**Exercise**. Write the next part of the article on India's National Pension Scheme, picking up after its final sentence.

**Extract**.
=====
Planning for your retirement is one of the most important things to do in these days and for this purpose investing your savings in the National Pension Scheme is the best option to choose from. The National Pension Scheme is a retirement benefit plan promoted by the Government of India. It is low-cost, tax-efficient and flexible retirement savings scheme launched by the Government. The scheme provides a lot of benefits and investment options to the employees.
The National Pension Scheme was launched on 1st January 2004. Earlier this scheme was only applicable for the Central Government Employees only but later in the year 2009, it was allowed from the age limit of 18 years to 60 years. Under the NPS, your savings will be invested in a pension fund by Pension Regulatory and Development Authority (PFRDA).
The NPS has two types of accounts
- Tier-1 Account which is compulsory for every subscriber. In this account, you cannot premature you withdraw money before the age of retirement.
- Tier-2 Account, which is optional in nature. You can open a Tier-2 Account if you have opened Tier-1 account first. In this account, you can premature the withdraw money before the age of the retirement.
- 1 Pension Fund Regulatory and Development Authority (PFRDA)
- 2 Eligibility Criteria for National Pension Scheme
- 3 Interests Rates Offered by the National Pension Scheme
- 4 Features of National Pension Scheme
- 5 Advantages of the NPS Scheme
- 6 Charges Levied by POPs and CRAs
- 7 Procedure to Check Balance in National Pension Scheme Statement Online
- 8 Rules Regarding the Withdrawals from the National Pension Scheme
- 9 Premature Withdrawal from NPS for both Tier-I and Tier-II Accounts
- 10 Procedure and Documentation required to make Withdrawals from the NPS
- 11 National Pension Scheme Withdrawal Form Types
- 12 Death Benefits Provided Under the National Pension Scheme
- 13 Swavalamban Pension Yojana or NPS-Lite
- 14 Comparison between the New Pension Scheme and the National Pension Scheme – Highlights
The Pension Fund Regulatory and Development Authority which is otherwise called as the PFRDA is an independent organizing body that is established by the Indian Government to regulate and oversee the pension funds in India.
The main objective of this regulatory body is to encourage the citizens to secure themselves financially by securing the subscriber’s pension funds as well as their interests. It also ensures that the NPS is administered as per the rules and the provisions that are laid down in PFRDA Act.
Eligibility Criteria for National Pension Scheme
The eligibility criteria for the National Pension Scheme is:
- All the citizens must have an Indian Nationality.
- They should be under the age criteria of 18-60 years.
- The Non- Indian Residents can also join if they have their bank accounts in India.
A person who is declared insolvent and has an unsound mind is not eligible for the National Pension Scheme.
When you subscribe to the New Pension Scheme, you are given a unique account number which is called as PRAN which s otherwise called as the Permanent Retirement Account Number.
Interests Rates Offered by the National Pension Scheme
The NPS does not provide any particular interest rate. However, the NPS schemes can earn a subscriber anywhere between 12%-14% interest which is quite high, while taking any investment options into consideration.
Features of National Pension Scheme
The various features of National Pension Scheme
- Since it is a low investment option, it, therefore, offers a transparency to the subscriber. The subscribers can freely choose their own pension fund schemes, where they can have an idea of how the investment is doing on a routine basis.
=====
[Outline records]
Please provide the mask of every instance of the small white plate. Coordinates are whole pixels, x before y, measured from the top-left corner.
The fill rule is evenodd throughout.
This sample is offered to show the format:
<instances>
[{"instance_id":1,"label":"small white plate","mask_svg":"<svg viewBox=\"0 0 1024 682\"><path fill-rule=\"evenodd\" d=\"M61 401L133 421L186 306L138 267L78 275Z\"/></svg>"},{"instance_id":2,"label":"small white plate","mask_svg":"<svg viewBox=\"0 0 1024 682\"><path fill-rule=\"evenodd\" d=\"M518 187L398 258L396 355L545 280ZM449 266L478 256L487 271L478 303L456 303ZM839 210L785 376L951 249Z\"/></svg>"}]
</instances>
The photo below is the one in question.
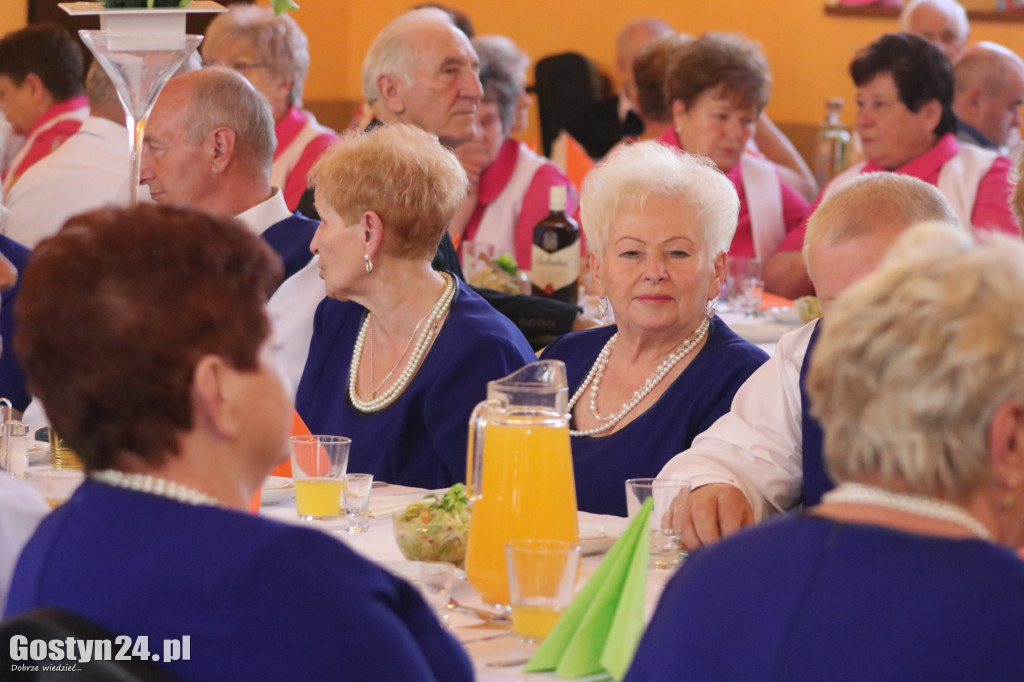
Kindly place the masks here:
<instances>
[{"instance_id":1,"label":"small white plate","mask_svg":"<svg viewBox=\"0 0 1024 682\"><path fill-rule=\"evenodd\" d=\"M42 443L39 445L33 444L29 447L29 464L49 464L50 463L50 446Z\"/></svg>"},{"instance_id":2,"label":"small white plate","mask_svg":"<svg viewBox=\"0 0 1024 682\"><path fill-rule=\"evenodd\" d=\"M413 585L418 585L420 582L420 564L425 563L424 561L381 561L380 565L384 570L388 571L392 576L397 576L402 580L412 583ZM466 580L466 571L462 568L456 566L455 568L455 584L460 585Z\"/></svg>"},{"instance_id":3,"label":"small white plate","mask_svg":"<svg viewBox=\"0 0 1024 682\"><path fill-rule=\"evenodd\" d=\"M274 505L294 498L295 486L292 484L292 479L286 476L267 476L260 495L261 505Z\"/></svg>"},{"instance_id":4,"label":"small white plate","mask_svg":"<svg viewBox=\"0 0 1024 682\"><path fill-rule=\"evenodd\" d=\"M800 317L800 308L795 305L787 305L781 308L772 308L768 311L772 319L782 325L793 325L794 327L802 327L804 325L803 319Z\"/></svg>"},{"instance_id":5,"label":"small white plate","mask_svg":"<svg viewBox=\"0 0 1024 682\"><path fill-rule=\"evenodd\" d=\"M584 556L606 552L618 540L620 532L596 523L581 523L580 550Z\"/></svg>"}]
</instances>

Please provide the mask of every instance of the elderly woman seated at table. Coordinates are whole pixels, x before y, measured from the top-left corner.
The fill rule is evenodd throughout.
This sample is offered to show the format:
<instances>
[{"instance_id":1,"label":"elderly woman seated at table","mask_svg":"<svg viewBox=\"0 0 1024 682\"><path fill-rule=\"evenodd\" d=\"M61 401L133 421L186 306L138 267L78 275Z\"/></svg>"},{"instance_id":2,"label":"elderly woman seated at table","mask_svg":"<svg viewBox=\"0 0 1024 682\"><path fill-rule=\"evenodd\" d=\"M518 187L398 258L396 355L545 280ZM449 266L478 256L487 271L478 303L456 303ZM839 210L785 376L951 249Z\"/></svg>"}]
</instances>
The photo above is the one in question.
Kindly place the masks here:
<instances>
[{"instance_id":1,"label":"elderly woman seated at table","mask_svg":"<svg viewBox=\"0 0 1024 682\"><path fill-rule=\"evenodd\" d=\"M614 151L584 182L591 272L615 325L542 355L568 372L581 509L625 515L626 479L657 475L767 359L712 306L737 205L711 162L659 142Z\"/></svg>"},{"instance_id":2,"label":"elderly woman seated at table","mask_svg":"<svg viewBox=\"0 0 1024 682\"><path fill-rule=\"evenodd\" d=\"M551 187L566 187L569 214L575 212L575 188L557 166L511 137L521 116L520 93L529 59L501 38L473 39L483 99L472 139L456 147L469 176L469 194L449 231L459 242L463 259L465 244L472 242L493 247L495 256L510 254L519 267L529 269L534 225L548 215ZM466 269L472 268L467 264Z\"/></svg>"},{"instance_id":3,"label":"elderly woman seated at table","mask_svg":"<svg viewBox=\"0 0 1024 682\"><path fill-rule=\"evenodd\" d=\"M630 682L1022 680L1024 247L918 227L840 296L809 390L840 483L693 553Z\"/></svg>"},{"instance_id":4,"label":"elderly woman seated at table","mask_svg":"<svg viewBox=\"0 0 1024 682\"><path fill-rule=\"evenodd\" d=\"M952 65L939 48L909 34L882 36L850 63L850 76L866 161L834 182L881 170L913 175L939 188L961 224L1020 236L1010 160L956 142Z\"/></svg>"},{"instance_id":5,"label":"elderly woman seated at table","mask_svg":"<svg viewBox=\"0 0 1024 682\"><path fill-rule=\"evenodd\" d=\"M466 196L433 135L388 125L313 167L322 222L310 248L327 295L296 408L313 433L352 439L350 471L436 488L465 480L469 415L486 383L536 359L465 283L430 267Z\"/></svg>"},{"instance_id":6,"label":"elderly woman seated at table","mask_svg":"<svg viewBox=\"0 0 1024 682\"><path fill-rule=\"evenodd\" d=\"M270 102L278 148L270 183L285 193L289 210L306 190L306 174L338 140L302 106L309 71L309 41L295 20L269 7L234 4L206 30L201 47L207 65L220 65L245 76Z\"/></svg>"},{"instance_id":7,"label":"elderly woman seated at table","mask_svg":"<svg viewBox=\"0 0 1024 682\"><path fill-rule=\"evenodd\" d=\"M280 278L241 223L173 207L84 214L36 249L14 347L88 479L27 545L6 614L187 635L190 659L160 662L181 680L470 680L415 588L245 512L289 452Z\"/></svg>"},{"instance_id":8,"label":"elderly woman seated at table","mask_svg":"<svg viewBox=\"0 0 1024 682\"><path fill-rule=\"evenodd\" d=\"M788 296L803 282L801 242L783 242L807 216L807 202L779 177L775 165L748 152L758 117L768 104L771 76L758 46L738 35L709 33L679 48L665 95L673 129L662 141L708 157L739 195L729 255L760 258L765 289Z\"/></svg>"}]
</instances>

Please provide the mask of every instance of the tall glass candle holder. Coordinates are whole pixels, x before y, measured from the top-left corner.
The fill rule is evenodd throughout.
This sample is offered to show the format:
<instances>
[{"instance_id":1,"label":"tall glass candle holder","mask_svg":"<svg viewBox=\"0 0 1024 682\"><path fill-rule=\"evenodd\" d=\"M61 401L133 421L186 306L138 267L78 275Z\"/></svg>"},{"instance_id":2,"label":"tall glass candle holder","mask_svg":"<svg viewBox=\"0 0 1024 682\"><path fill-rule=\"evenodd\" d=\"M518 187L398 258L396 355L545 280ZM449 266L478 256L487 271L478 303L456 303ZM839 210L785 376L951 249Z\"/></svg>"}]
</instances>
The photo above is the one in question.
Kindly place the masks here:
<instances>
[{"instance_id":1,"label":"tall glass candle holder","mask_svg":"<svg viewBox=\"0 0 1024 682\"><path fill-rule=\"evenodd\" d=\"M82 42L111 77L125 110L131 172L131 203L138 203L142 140L145 124L160 92L174 72L199 47L202 36L185 34L188 12L222 12L208 0L194 0L186 7L105 9L99 2L63 2L73 16L99 16L99 31L79 31Z\"/></svg>"}]
</instances>

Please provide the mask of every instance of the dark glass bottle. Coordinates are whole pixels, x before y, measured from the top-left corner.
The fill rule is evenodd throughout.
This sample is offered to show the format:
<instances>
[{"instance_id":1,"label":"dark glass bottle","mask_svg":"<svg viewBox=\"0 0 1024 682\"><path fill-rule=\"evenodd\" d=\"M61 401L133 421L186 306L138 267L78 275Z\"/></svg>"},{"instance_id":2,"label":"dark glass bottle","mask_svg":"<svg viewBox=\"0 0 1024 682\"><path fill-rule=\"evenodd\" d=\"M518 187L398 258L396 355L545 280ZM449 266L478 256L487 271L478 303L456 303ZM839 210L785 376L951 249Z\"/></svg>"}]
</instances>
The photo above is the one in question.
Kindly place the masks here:
<instances>
[{"instance_id":1,"label":"dark glass bottle","mask_svg":"<svg viewBox=\"0 0 1024 682\"><path fill-rule=\"evenodd\" d=\"M580 225L565 215L565 187L551 187L551 213L534 226L529 283L534 296L575 303L580 279Z\"/></svg>"}]
</instances>

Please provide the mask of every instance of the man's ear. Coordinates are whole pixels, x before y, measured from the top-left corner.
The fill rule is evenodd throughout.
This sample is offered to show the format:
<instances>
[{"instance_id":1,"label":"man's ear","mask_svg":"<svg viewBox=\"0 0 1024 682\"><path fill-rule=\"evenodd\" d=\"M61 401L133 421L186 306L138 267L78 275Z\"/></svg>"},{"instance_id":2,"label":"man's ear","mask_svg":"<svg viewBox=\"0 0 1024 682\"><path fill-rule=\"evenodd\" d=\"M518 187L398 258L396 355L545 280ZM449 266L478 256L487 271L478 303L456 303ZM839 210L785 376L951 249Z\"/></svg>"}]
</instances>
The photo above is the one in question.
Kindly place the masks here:
<instances>
[{"instance_id":1,"label":"man's ear","mask_svg":"<svg viewBox=\"0 0 1024 682\"><path fill-rule=\"evenodd\" d=\"M232 440L242 433L238 370L217 355L204 355L193 371L193 427Z\"/></svg>"},{"instance_id":2,"label":"man's ear","mask_svg":"<svg viewBox=\"0 0 1024 682\"><path fill-rule=\"evenodd\" d=\"M214 128L207 137L210 148L211 169L214 173L223 173L234 158L234 144L238 136L226 126Z\"/></svg>"},{"instance_id":3,"label":"man's ear","mask_svg":"<svg viewBox=\"0 0 1024 682\"><path fill-rule=\"evenodd\" d=\"M390 74L377 77L377 91L381 95L381 103L395 116L406 113L406 101L401 96L401 82Z\"/></svg>"}]
</instances>

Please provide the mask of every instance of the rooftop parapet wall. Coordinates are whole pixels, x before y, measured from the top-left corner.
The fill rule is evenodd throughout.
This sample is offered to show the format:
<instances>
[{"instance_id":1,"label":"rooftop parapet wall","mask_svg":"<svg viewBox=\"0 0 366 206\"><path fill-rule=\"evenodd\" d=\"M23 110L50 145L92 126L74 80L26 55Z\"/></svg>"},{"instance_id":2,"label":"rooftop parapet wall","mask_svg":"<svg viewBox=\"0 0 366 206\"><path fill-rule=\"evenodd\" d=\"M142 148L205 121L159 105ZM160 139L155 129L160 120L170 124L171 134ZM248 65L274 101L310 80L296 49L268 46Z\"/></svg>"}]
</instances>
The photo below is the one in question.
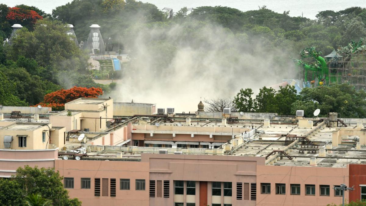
=====
**Written response**.
- The process is very simple, as the account is opened at the respective Nodal Office and acquire a PRAN.
- As the employees are provided with unique PRAN’s, therefore, they are recognized by the same PRAN all over the country, no matter they stay in which part of India.
- The subscribers can access to the details pertaining to the NPS Online.
- The NPS offers a wide variety of options to choose from, which includes Pension Fund Managers.
- They also provide the flexibility to switch between the fund managers and investment options.
- The subscriber is free to change the contribution amount and contribution frequency at any point in time.
- It is a low-cost investment option with low management fund charges.
Advantages of the NPS Scheme
- The NPS offers a wide range of investment options and choice of Pension Fund Managers. This will lead to the growth of the investments and the individuals have the choice to switch over to any investment option they want.
- The NPS provides effortless portability across the jobs and locations.
- It provides Dual Benefit of low cost and power compounding. The account maintenance cost is inexpensive compared to the other pension products available in India.
- It is a safe retirement fund introduced by the Government of India and regulated by PFRDA.
- Tax Benefits under the NPS Scheme:
- Section 80C Deduction: Your Contribution is eligible for the deduction under the Section 80C up to a maximum limit of Rs 1.5 Lakh.
- Additional Rs 50, 000 benefit under Section 80CCD (1B): There is an additional deduction of Rs 50, 000 available for the financial year 2015-16 under the Section 80CCD (1B). This means that you can claim up to Rs 1.5 Lakhs and an additional benefit of Rs 50, 000.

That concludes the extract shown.